(Stored data)

>> START

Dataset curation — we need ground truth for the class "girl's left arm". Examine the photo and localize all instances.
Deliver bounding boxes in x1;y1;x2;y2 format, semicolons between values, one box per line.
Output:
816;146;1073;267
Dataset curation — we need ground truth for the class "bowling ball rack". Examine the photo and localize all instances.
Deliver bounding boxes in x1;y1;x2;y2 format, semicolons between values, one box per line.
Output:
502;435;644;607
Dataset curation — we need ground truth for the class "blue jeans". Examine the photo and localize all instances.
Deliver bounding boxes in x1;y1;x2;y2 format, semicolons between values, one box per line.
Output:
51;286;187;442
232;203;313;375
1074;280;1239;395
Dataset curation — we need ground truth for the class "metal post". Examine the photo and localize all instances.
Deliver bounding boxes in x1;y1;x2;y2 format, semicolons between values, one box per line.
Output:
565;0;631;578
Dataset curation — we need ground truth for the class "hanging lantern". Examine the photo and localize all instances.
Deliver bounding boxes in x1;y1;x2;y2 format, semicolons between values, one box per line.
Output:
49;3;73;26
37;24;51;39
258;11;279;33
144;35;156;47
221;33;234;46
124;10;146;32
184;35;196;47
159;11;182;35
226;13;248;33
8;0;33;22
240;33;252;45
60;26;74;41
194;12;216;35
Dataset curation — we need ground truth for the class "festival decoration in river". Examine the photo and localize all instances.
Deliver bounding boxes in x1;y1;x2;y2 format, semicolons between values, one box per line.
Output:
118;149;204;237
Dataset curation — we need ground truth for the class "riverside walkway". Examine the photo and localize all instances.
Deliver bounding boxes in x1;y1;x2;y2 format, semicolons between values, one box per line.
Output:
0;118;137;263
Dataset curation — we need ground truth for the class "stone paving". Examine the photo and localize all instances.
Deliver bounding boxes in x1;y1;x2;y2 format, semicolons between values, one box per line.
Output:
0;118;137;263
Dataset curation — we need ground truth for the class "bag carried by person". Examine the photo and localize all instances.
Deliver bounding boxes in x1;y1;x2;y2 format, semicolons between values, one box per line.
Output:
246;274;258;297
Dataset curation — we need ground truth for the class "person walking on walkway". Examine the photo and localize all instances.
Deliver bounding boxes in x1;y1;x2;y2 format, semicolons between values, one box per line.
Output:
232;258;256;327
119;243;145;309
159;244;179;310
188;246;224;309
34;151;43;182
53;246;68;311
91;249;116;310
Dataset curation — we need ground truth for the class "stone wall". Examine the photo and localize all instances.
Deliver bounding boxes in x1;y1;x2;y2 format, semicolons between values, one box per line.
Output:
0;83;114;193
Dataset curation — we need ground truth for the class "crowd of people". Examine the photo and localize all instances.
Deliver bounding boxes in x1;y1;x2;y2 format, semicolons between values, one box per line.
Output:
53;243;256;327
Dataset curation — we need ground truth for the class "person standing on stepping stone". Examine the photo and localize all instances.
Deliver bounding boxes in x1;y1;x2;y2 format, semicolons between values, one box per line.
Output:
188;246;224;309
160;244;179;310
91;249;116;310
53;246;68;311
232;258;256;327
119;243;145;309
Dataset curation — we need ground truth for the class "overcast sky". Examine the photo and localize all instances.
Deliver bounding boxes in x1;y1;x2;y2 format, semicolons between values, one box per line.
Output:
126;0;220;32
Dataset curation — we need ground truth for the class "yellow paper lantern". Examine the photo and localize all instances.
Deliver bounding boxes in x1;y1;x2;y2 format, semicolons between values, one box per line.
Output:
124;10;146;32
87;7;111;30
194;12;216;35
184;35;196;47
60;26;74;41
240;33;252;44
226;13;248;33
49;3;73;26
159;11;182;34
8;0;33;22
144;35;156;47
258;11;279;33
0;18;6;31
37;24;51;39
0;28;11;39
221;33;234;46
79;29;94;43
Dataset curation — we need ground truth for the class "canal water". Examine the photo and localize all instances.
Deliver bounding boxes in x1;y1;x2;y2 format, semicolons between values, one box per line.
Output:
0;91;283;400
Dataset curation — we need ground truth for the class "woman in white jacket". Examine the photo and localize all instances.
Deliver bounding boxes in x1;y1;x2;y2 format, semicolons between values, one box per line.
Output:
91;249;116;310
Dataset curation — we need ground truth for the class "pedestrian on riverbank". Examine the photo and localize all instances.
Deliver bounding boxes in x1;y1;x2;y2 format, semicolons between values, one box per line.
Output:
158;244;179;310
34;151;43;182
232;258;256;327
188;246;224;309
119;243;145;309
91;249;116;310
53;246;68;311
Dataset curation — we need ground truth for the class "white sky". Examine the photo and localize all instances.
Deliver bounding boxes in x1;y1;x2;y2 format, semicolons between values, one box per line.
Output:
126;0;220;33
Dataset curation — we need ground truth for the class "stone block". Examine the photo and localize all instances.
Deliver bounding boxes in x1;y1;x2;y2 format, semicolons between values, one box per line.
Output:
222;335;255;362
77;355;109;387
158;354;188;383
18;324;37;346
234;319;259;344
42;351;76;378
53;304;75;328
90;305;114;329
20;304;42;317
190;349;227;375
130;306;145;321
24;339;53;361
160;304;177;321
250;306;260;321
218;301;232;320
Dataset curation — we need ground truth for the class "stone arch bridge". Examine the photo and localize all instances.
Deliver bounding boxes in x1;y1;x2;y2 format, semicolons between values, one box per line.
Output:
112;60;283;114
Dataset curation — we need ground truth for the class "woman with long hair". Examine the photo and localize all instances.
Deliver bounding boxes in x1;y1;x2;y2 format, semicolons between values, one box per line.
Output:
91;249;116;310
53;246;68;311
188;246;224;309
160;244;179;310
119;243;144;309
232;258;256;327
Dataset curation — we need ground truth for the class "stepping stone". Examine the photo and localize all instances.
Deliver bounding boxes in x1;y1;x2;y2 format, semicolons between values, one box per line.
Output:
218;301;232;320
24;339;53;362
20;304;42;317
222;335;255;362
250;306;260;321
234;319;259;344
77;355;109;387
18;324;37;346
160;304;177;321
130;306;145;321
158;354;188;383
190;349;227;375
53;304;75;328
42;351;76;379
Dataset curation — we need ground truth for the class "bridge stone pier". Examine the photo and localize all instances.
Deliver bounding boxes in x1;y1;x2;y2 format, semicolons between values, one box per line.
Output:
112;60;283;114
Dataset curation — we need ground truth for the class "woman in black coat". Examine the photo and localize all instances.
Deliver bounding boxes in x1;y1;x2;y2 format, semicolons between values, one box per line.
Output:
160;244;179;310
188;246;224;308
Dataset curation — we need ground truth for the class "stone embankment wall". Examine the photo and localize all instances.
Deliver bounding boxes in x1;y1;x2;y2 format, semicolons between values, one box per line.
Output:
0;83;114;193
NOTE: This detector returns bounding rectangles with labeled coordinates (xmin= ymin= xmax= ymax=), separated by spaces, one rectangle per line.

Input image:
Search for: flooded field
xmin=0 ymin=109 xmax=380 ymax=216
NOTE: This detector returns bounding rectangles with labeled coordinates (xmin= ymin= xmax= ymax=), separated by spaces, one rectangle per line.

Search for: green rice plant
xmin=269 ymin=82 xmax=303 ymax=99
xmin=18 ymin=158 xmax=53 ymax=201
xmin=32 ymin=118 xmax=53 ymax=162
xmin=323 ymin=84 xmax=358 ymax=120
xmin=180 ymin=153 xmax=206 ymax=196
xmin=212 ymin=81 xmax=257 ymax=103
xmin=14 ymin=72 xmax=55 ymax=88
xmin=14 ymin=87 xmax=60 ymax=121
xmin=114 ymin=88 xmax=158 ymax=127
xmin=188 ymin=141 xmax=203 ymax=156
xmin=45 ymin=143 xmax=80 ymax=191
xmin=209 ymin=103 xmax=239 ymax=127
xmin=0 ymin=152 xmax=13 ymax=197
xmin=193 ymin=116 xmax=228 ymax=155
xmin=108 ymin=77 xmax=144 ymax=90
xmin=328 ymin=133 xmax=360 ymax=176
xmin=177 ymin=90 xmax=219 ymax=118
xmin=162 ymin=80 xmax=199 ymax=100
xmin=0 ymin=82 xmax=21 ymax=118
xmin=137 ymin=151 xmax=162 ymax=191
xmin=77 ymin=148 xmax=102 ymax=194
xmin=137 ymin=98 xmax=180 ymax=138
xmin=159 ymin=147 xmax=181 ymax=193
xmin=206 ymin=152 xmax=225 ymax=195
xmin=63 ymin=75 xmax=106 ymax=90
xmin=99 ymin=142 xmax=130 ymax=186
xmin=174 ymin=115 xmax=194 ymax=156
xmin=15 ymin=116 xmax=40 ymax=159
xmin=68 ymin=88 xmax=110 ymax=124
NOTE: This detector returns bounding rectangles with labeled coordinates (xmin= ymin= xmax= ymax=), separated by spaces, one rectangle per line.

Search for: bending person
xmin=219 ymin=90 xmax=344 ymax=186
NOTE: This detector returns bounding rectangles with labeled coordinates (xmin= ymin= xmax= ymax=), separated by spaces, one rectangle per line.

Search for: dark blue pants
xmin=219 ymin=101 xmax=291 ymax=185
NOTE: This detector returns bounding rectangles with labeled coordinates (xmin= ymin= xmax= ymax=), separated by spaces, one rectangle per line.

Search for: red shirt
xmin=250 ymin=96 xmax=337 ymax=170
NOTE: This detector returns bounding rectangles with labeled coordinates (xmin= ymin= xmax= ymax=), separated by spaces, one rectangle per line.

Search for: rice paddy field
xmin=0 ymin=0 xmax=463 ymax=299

>> END

> THE PROBLEM: Locate each line of the material that contains the string "bridge" and copy those lines. The match is case-sensitive.

> COMPLETE ANSWER:
Dataset curation — we need ground truth for the class "stone arch bridge". Examine the photo and localize all instances.
Dataset curation — we need ground truth for the class "bridge stone pier". Examine the photo and localize all instances.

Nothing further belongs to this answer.